• [What you are asked to do]: Pull out each line of the material below that contains the word "person", treating uppercase and lowercase as different.

• [Source records]:
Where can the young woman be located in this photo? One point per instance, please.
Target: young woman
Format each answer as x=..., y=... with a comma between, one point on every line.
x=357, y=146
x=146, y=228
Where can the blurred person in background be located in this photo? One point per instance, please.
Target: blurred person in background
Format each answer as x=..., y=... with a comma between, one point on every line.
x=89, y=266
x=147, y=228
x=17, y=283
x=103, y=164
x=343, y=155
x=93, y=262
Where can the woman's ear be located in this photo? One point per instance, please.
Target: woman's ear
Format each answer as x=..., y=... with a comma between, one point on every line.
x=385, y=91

==

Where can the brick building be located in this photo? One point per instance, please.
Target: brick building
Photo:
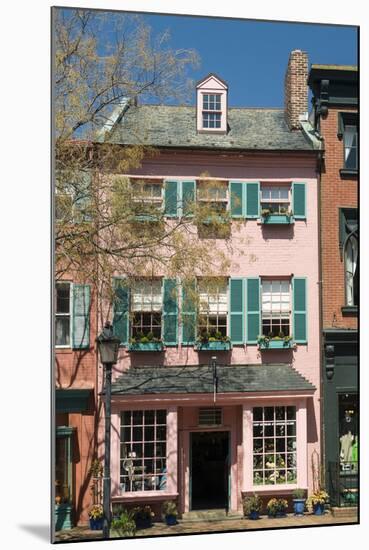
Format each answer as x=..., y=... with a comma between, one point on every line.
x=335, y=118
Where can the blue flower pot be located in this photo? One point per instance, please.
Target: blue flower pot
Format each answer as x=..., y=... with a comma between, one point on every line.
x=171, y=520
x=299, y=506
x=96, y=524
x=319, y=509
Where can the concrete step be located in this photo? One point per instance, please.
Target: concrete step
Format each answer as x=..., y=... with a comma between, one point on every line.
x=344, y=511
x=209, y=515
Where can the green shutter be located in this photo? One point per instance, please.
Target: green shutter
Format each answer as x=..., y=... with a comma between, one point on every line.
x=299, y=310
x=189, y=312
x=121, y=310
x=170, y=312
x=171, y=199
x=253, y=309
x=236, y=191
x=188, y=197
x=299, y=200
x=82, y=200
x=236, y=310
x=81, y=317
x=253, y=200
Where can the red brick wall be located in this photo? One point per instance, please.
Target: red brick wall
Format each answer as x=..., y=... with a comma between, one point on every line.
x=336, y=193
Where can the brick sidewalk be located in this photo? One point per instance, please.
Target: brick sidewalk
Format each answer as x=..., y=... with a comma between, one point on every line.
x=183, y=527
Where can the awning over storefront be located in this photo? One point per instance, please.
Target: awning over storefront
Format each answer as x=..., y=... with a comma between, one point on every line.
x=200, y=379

• [Solved exercise]:
Where can the blurred person in background be located in this photo? One point per instance, please.
Target: blurred person in background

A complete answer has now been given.